| INSTRUCTIONS |
A. In the passage on the R101 airship crash, what was the ship's forward speed when it struck the ground?
B. Reproduce word for word the portion of the R101 crash passage starting with "The British Airship" and going on through "Imperial Airship Scheme.".
C. Continue the account of the R101 airship crash from the point where it stops.

| SUPPLIED PASSAGE |
The British Airship R101 Crashes and Kills 48 in the Ensuing Fire
R101 was a British rigid airship completed in 1929 as part of the Imperial Airship Scheme.
After initial flights, and two enlargements to the lifting volume, it crashed on 5 October 1930 in France during its maiden overseas voyage, killing 48 people. Amongst airship accidents of the 1930s, the loss of life surpassed the Hindenburg disaster of 1937 and was second only to that of the USS Akron crash of 1933. The demise of R101 effectively ended British employment of rigid airships.
Just after this point the ship moved into a second dive. It is calculated that R101 was now at a height of about 530 feet, which for a vessel of 777 feet long was precarious. Rapid oscillation of the ship had already occurred and any further oscillation would cause it to fail. Rigger Church was ordered to release the emergency ballast from the nose of the ship and was on his way to the mooring platform when he felt the angle of the ship begin to dip once more from an even keel. The ship began to drop again through a downward angle and at this point the nose hit the ground. Evidence from the official inquiry noted that the R101's ground speed had reduced to almost that of a perfect landing. The impact of R101 with the ground was very gentle, and it was noted that the forward speed of the ship was only 13.8 mph. The ship bounced slightly moving forward some 60 feet and then settled down to the ground. The survivors recall that a "crunch" was heard and the ship leveled. There was no violent jarring from the impact. Evidence from the crash site confirmed this as the only impact mark in the ground was a two foot deep by nine foot long groove which was cut by the nose cone, in which soil was later found. Also, the starboard forward engine had struck the ground whilst the propeller was still revolving and grooves were made by this. The engine car had been twisted completely around on its struts.

| RECORDS |
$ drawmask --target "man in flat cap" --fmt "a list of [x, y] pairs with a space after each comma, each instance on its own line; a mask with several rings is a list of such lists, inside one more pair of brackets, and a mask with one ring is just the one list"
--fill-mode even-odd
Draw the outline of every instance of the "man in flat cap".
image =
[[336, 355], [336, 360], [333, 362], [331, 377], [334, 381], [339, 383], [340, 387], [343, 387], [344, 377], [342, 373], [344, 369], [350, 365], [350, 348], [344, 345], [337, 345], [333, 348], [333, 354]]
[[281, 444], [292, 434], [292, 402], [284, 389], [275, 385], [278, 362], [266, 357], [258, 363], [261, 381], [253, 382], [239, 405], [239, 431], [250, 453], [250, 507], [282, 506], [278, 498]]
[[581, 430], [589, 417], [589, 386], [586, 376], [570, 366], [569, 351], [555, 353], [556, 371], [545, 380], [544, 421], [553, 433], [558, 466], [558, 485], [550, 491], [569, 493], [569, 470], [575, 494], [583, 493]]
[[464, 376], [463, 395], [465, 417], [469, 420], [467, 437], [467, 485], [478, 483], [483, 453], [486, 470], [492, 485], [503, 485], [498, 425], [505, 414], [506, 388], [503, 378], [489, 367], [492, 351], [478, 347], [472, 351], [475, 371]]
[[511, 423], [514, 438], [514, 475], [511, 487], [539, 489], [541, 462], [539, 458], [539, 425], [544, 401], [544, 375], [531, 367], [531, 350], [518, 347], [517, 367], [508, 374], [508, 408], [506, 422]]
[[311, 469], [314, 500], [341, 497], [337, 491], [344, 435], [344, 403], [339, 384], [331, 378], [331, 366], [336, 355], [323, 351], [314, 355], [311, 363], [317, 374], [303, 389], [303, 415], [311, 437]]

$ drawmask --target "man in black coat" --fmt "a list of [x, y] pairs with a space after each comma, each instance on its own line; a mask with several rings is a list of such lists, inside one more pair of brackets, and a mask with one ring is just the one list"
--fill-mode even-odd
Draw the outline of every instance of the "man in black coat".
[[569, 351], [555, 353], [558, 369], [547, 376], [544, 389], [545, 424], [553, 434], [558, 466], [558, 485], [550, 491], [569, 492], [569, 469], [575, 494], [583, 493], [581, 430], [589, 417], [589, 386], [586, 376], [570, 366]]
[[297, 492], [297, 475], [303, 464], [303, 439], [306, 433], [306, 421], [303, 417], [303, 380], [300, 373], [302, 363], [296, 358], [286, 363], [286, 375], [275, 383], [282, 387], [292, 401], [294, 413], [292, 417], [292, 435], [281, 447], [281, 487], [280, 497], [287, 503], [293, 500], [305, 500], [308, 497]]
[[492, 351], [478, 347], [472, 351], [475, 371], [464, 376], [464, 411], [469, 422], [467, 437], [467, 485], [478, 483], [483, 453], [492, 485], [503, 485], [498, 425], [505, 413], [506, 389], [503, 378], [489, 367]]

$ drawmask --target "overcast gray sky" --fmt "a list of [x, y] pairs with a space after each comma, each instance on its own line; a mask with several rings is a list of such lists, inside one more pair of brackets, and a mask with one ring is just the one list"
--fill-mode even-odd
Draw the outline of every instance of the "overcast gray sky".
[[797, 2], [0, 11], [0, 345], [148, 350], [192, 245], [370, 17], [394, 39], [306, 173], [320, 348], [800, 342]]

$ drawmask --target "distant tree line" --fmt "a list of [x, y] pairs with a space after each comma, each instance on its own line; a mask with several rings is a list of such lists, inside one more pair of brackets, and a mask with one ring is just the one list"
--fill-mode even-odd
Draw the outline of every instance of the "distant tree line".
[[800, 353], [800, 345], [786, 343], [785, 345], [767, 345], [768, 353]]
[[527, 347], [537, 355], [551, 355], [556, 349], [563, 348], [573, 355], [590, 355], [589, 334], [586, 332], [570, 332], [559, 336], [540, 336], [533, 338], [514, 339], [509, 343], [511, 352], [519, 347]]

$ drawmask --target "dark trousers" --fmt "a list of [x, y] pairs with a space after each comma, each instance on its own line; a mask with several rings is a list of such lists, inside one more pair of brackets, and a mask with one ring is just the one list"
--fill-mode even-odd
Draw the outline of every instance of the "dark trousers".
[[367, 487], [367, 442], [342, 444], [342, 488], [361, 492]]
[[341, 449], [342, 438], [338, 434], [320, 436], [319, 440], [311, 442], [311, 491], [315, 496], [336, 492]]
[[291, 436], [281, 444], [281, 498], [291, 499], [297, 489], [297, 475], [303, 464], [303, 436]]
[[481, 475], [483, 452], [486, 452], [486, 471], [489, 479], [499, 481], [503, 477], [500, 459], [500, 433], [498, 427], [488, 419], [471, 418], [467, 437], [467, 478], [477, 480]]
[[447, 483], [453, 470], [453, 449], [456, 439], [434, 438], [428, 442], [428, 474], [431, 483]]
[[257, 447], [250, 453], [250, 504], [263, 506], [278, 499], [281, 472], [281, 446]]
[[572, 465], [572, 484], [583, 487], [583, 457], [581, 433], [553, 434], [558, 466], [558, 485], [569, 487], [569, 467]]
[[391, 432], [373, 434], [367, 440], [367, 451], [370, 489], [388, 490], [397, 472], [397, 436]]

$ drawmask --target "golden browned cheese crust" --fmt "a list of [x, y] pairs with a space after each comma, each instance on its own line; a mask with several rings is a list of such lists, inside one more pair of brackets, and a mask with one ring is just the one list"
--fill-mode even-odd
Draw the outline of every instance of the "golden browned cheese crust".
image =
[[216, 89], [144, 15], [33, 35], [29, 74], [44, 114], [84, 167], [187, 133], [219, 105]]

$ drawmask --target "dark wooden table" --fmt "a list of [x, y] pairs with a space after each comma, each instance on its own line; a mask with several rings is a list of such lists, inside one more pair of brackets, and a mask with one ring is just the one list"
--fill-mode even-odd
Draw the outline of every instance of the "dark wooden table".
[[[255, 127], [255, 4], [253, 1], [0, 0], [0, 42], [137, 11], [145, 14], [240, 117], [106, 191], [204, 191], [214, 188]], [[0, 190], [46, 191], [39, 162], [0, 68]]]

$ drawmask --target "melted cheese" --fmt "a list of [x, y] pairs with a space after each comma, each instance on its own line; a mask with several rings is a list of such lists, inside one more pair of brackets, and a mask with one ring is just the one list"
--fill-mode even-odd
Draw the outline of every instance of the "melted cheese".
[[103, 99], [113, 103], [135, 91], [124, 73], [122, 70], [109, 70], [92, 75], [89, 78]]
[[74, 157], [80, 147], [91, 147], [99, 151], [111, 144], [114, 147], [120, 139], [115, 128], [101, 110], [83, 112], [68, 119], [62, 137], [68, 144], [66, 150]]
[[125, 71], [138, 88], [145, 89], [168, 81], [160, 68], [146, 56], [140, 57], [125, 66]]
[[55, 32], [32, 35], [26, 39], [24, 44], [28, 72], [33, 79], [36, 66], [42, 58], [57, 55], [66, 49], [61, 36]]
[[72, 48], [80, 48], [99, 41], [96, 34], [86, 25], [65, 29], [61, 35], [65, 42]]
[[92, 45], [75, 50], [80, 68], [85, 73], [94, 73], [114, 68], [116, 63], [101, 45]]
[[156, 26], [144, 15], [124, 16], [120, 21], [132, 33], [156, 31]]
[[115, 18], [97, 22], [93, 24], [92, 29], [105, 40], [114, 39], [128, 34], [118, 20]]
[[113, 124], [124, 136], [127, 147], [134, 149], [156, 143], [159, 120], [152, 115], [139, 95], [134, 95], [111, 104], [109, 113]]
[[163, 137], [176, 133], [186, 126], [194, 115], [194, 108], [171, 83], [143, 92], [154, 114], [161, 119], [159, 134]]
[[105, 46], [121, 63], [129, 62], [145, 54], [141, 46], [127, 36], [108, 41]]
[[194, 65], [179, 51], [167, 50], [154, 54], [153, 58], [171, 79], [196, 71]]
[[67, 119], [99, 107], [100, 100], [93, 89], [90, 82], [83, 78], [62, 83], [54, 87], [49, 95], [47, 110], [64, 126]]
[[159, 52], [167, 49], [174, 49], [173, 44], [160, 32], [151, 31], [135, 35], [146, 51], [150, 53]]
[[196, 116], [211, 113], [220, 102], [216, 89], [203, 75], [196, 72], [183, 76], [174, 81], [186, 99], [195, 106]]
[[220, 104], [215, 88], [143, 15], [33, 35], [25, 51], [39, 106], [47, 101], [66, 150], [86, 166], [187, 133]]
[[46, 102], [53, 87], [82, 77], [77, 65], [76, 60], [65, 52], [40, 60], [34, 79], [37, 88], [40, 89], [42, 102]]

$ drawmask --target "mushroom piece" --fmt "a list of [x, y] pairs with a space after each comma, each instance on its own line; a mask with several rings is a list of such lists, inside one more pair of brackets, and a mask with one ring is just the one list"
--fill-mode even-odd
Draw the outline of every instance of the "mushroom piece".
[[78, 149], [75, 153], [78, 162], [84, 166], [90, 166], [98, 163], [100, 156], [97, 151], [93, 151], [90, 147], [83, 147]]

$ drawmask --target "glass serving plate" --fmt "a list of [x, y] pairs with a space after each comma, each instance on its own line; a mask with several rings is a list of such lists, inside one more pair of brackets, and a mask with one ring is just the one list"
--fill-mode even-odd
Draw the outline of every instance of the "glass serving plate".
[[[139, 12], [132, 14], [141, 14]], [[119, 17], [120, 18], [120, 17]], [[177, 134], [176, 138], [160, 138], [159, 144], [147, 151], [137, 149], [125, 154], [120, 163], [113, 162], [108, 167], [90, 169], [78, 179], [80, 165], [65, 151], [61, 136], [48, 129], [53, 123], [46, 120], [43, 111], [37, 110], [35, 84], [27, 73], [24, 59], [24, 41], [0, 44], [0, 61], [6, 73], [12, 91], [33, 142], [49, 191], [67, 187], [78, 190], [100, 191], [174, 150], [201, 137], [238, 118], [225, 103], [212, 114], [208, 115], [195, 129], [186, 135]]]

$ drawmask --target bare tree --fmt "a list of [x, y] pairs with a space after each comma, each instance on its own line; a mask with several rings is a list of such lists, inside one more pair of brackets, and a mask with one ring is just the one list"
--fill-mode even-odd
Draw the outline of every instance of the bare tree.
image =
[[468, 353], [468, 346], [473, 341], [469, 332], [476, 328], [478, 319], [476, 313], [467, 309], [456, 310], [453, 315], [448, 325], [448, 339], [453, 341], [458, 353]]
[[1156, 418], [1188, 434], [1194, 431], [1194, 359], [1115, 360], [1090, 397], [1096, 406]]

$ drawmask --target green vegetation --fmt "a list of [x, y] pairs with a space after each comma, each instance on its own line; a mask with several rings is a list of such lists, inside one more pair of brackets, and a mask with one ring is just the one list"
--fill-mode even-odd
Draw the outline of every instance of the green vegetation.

| OUTPUTS BY TASK |
A. 13.8 mph

B.
The British Airship R101 Crashes and Kills 48 in the Ensuing Fire
R101 was a British rigid airship completed in 1929 as part of the Imperial Airship Scheme.

C.
After the impact, fire broke out. The most probably cause of this was that the starboard engine car was twisted around and the hot engine had come into contact with the free gas from the rents in the forward gas bags. The fire immediately consumed the ship, causing each gasbag from the forward to after part of the ship to explode. The force of the explosions was noted by the position of the gas valves and the damage to the framework of the ship. The outer cover was immediately consumed in the ensuing inferno.
Over France the R101 encountered gusting wind and crashed into a hillside near Beauvais, north of Paris. 48 of its 54 passengers and crew were killed. Two men who escaped the crash died later in a hospital. According to survivors, the top layers of the outer cover and some of the forward gas bags had been torn in the wind thus causing a loss of the flammable lifting gas hydrogen which was ignited by the hot engine exhausts and electrical sparking from torn wiring.
The R101 spelled the end of the British attempt to create lighter-than-air aircraft. Its competition, the R100, despite a much more successful development program, was mothballed immediately after the R101's crash and never flew again.